> [Work instructions] Reproduce the data below with every occurrence of "camera-trap survey" swapped for "wildlife field survey", keeping all other text unchanged.

<<<<

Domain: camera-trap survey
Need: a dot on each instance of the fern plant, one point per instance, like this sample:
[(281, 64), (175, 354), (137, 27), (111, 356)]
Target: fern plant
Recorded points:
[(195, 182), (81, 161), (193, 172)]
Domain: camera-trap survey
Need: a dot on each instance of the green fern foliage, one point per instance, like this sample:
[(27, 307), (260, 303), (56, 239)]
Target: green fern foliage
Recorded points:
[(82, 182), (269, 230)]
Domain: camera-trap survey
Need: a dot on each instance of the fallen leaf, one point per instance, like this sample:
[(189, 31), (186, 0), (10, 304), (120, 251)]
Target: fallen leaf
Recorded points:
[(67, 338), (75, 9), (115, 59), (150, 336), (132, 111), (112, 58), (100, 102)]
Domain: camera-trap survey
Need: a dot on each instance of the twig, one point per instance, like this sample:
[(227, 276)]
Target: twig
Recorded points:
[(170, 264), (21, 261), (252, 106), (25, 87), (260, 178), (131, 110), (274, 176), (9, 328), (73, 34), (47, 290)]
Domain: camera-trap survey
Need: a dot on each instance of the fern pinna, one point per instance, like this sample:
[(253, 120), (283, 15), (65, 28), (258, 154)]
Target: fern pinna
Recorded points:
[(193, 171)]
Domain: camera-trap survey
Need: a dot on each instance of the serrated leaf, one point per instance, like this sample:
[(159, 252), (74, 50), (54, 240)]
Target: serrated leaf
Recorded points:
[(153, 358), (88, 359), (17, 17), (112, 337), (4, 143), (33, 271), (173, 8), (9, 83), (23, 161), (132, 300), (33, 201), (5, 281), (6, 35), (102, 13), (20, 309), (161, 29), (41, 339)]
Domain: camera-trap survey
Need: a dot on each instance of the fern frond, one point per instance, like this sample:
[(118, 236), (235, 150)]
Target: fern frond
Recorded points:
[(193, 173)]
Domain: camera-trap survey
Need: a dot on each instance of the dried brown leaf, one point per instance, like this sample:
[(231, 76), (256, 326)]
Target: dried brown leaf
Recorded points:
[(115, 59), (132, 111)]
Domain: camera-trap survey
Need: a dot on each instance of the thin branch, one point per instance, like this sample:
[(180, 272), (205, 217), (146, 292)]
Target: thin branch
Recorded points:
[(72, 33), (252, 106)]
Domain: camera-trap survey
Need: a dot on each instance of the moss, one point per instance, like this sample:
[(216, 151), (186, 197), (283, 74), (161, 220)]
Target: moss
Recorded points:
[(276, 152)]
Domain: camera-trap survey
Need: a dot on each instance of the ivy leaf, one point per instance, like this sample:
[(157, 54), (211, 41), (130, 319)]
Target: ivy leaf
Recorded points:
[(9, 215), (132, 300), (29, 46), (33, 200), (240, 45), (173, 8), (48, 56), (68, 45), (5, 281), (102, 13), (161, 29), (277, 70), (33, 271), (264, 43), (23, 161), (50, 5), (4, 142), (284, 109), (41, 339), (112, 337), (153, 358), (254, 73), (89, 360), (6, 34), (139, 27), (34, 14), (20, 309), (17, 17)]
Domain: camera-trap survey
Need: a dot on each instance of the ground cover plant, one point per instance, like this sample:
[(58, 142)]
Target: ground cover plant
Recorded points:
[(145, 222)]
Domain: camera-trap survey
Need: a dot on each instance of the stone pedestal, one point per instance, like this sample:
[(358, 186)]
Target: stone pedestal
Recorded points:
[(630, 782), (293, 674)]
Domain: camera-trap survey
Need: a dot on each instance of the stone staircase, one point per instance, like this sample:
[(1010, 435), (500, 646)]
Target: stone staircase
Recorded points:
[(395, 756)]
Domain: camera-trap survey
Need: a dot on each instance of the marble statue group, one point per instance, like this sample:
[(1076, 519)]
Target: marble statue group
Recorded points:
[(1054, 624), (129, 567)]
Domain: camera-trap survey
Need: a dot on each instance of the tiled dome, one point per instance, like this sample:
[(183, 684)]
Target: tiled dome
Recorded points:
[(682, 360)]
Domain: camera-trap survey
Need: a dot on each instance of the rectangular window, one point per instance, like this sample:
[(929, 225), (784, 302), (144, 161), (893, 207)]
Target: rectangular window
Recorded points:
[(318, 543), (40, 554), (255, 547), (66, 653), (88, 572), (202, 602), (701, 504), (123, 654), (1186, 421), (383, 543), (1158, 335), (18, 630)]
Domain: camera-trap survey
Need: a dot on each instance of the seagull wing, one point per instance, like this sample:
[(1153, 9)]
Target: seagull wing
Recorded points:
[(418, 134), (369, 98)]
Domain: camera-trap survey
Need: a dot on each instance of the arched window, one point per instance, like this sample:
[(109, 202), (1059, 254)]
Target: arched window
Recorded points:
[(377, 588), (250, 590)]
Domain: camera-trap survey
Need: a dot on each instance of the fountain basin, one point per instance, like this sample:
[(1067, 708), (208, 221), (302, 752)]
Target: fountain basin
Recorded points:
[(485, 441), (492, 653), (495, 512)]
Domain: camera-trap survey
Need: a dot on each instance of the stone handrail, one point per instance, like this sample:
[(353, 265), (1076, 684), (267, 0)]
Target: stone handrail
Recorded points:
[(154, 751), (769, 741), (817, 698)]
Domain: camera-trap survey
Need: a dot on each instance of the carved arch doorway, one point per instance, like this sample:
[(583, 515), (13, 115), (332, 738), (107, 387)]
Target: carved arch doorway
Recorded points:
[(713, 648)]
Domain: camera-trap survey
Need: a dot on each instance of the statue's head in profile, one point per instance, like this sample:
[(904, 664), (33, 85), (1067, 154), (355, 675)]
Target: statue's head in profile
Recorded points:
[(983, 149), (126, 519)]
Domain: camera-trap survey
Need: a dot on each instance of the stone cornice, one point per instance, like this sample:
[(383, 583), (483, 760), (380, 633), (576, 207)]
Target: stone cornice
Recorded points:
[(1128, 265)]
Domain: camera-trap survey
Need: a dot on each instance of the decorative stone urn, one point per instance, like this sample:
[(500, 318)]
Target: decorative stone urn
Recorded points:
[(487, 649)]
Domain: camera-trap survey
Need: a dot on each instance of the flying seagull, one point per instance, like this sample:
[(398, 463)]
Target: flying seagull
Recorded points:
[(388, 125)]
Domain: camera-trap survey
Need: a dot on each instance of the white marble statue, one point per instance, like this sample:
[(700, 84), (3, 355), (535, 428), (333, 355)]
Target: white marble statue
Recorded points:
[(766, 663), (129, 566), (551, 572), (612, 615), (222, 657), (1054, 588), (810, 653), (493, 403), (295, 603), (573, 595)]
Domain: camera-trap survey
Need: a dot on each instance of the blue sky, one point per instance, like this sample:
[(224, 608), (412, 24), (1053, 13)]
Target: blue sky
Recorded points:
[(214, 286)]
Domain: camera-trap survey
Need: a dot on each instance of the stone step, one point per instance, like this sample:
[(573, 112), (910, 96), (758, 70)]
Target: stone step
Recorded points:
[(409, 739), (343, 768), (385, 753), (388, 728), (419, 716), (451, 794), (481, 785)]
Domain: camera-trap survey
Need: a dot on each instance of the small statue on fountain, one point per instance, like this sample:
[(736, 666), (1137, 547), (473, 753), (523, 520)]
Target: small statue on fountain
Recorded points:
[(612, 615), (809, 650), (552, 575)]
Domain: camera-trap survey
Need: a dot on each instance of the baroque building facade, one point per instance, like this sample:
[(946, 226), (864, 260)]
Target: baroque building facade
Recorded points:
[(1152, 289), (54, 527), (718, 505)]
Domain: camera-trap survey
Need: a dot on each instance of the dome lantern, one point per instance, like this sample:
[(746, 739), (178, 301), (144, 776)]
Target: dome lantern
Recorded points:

>>>>

> [Result for this exercise]
Domain: wildlife field survey
Need: a dot on each instance of the fern plant, one point per instance, like this sample:
[(281, 64), (175, 354), (137, 27), (111, 356)]
Target: fern plant
Recorded points:
[(195, 182), (81, 161), (193, 172)]
Domain: wildlife field survey
Need: a dot on each instance of the green fern foliage, one point per instance, like this sample:
[(27, 307), (260, 303), (56, 239)]
Target: green fern foliage
Recorded points:
[(82, 182), (269, 230)]
Domain: wildlife field survey
Need: a dot on each instance of the fallen leaf, one point per instance, like this sample:
[(189, 31), (186, 0), (10, 304), (120, 251)]
Target: fallen leaf
Recorded points:
[(67, 338), (75, 9), (115, 59), (150, 336), (132, 111), (112, 58), (100, 102)]
Domain: wildlife field survey
Need: a dot on each instance of the twig, one point per instance, like this sample:
[(227, 276)]
Target: twig
Recorded points:
[(170, 264), (21, 261), (252, 106), (25, 87), (260, 178), (131, 110), (274, 176), (9, 328), (73, 34), (47, 290)]
Domain: wildlife field survey
Need: a dot on each instance of the fern pinna, one point per instance, like this sample:
[(253, 120), (283, 15), (65, 28), (258, 154)]
Target: fern pinna
Recorded points:
[(193, 171)]
Domain: wildlife field survey
Need: a dot on each instance of the serrated leaf, one point per instance, like this sample:
[(159, 252), (74, 50), (54, 240)]
Target: serrated leaf
Recorded points:
[(153, 358), (88, 359), (17, 17), (112, 337), (4, 143), (33, 271), (173, 8), (9, 83), (23, 161), (132, 300), (33, 201), (5, 281), (6, 35), (102, 13), (20, 309), (161, 29), (41, 339)]
Domain: wildlife field survey
Need: a dot on each instance of the fern frond, one point per instance, like this sample:
[(118, 236), (235, 150)]
Target: fern frond
Recorded points:
[(193, 173)]
Domain: wildlife field survey
Need: a dot on each instance of the dried brown leaf, one point per instance, like this sample:
[(231, 76), (256, 326)]
Target: dried brown leaf
Recorded points:
[(115, 59), (132, 111)]
Domain: wildlife field survey
Need: a dot on each instance of the thin branch, one point per instance, like this sample:
[(180, 272), (205, 217), (146, 292)]
Target: thin branch
Recorded points:
[(72, 33), (252, 106)]
Domain: wildlife field survey
Need: a dot on each instance of the moss, one point per instance, like this sample:
[(216, 151), (186, 197), (283, 74), (161, 220)]
Target: moss
Recorded points:
[(276, 152)]
Domain: wildlife field survey
Need: a dot on each instance of the ivy leaf, one point per instance, like this sample:
[(157, 54), (211, 41), (130, 319)]
Target: ivy leaf
Recorded points:
[(9, 215), (132, 300), (29, 46), (33, 200), (240, 45), (173, 8), (48, 56), (68, 45), (5, 281), (102, 13), (161, 29), (277, 70), (33, 271), (264, 43), (23, 161), (50, 5), (4, 142), (284, 109), (41, 339), (112, 337), (153, 358), (254, 73), (89, 360), (6, 34), (139, 27), (34, 14), (20, 309), (17, 17)]
Domain: wildlife field survey
Need: a dot on each instance of the ground cover plant, one point per instance, like this sample:
[(58, 142)]
Target: ground cover plant
Recorded points:
[(145, 222)]
Domain: wildlife field survey
Need: a dot on each instance of the stone pedestal, one point per instance, like this sample:
[(358, 186)]
Target: stone pedestal
Recorded points:
[(630, 782), (293, 674)]
Domain: wildlife field survey
Need: a dot on each instance of the stone staircase, one point per instance, like this sample:
[(1010, 435), (500, 646)]
Target: stone staircase
Recorded points:
[(395, 756)]
Domain: wildlife field survey
Need: a dot on each instance of the marble statue group, one point per instance, like this sample:
[(1076, 519)]
Target: marble statue group
Recorded points:
[(1054, 624), (129, 567)]
Domain: wildlife field survey
Need: a dot on each instance of the tiled dome, one point per instance, like this sample:
[(183, 684)]
Target: tiled dome
Recorded points:
[(682, 360)]
Domain: wildlife field survey
Need: a dot on each instance of the rectangular window, one point per instance, like this sample:
[(929, 225), (784, 302), (144, 161), (893, 207)]
Target: rectangular window
Recorded points:
[(318, 543), (40, 554), (255, 547), (66, 653), (88, 572), (202, 602), (701, 504), (123, 654), (1186, 421), (383, 543), (1158, 335), (18, 630)]
Domain: wildlife field survey
Need: a dot on each instance of the seagull wing, one point per instance, like this sample:
[(1153, 9)]
Target: seagull wing
Recorded points:
[(418, 134), (369, 98)]
Domain: wildlife field survey
Need: a dot on each instance of the arched window, one point per instance, like this sample:
[(109, 202), (1059, 254)]
Target: arched window
Recorded points:
[(377, 588), (250, 590)]
Domain: wildlife field survey
Need: a dot on each instance of the fountain basin, one point per instance, like this sample:
[(1067, 708), (208, 221), (302, 752)]
Target: fountain basin
Recorded points:
[(485, 441), (492, 653), (495, 512)]
Domain: wildlife field survey
Need: a dot on each instance of the stone handrail, one point per instance, like this sample:
[(353, 265), (1076, 684), (267, 0)]
Target: stone handrail
Recorded points:
[(154, 751), (769, 741), (817, 698)]
Domain: wildlife field survey
Need: a dot on each instance of the carved arch doorway, one point per instance, like this sample:
[(583, 515), (13, 115), (332, 738), (107, 387)]
Target: carved arch doorway
Recorded points:
[(713, 648)]
Domain: wildlife field survey
Need: a dot on each instance of the statue's head in profile, one point per instance, like this sample:
[(904, 664), (33, 85), (1067, 154), (355, 675)]
Target: statue's head in profile
Recorded points:
[(983, 149), (126, 519)]
Domain: wildlife field survey
Need: a dot on each instance of the stone cornice, one point per instance, like this sample:
[(383, 583), (483, 760), (380, 633), (576, 207)]
Target: stone cornice
Recorded points:
[(1128, 265)]
Domain: wildlife field survey
Need: a dot on each instance of the decorative stone urn, one point per instance, like this sample:
[(500, 318)]
Target: decorative stone urn
Recorded points:
[(487, 649)]
Domain: wildlife field survey
Need: a dot on each instance of the flying seagull, one point per instance, like this sample:
[(398, 463)]
Target: flying seagull
Recorded points:
[(388, 125)]
Domain: wildlife field survey
Need: a dot on each instance of the white marble statue, one point per instance, like this sample:
[(700, 84), (3, 355), (535, 428), (333, 355)]
Target: white marble statue
Recorded points:
[(766, 663), (129, 566), (551, 572), (612, 615), (222, 657), (1054, 588), (810, 653), (493, 403), (295, 603), (573, 595)]
Domain: wildlife field survey
Need: a dot on each instance of the blue sky, one point per instance, like this sample:
[(224, 608), (412, 24), (1053, 13)]
Target: blue sky
Recorded points:
[(214, 286)]
Domain: wildlife field survey
Need: a dot on each instance of the stone step, one point per instance, like this sample:
[(573, 112), (910, 96), (758, 70)]
Target: stone step
Recorded points:
[(409, 739), (343, 768), (385, 753), (388, 728), (419, 716), (451, 794), (481, 785)]
Domain: wildlife field survey
Need: a dot on each instance of the small statue on fountain, one point per instance, like this sample:
[(736, 666), (1137, 547), (473, 753), (523, 520)]
Target: small statue on fountain
Recorded points:
[(612, 615), (809, 650), (552, 575)]
Domain: wildlife field survey
Need: a dot on each instance of the baroque building facade, one point per instance, like this sample:
[(946, 226), (864, 260)]
Target: baroque building facade
Recorded points:
[(1152, 289), (54, 527), (718, 505)]
Domain: wildlife field survey
Need: a dot on each instance of the dome lantern, one point per instance, like this sample:
[(746, 739), (178, 301), (144, 776)]
Target: dome lantern
Recorded points:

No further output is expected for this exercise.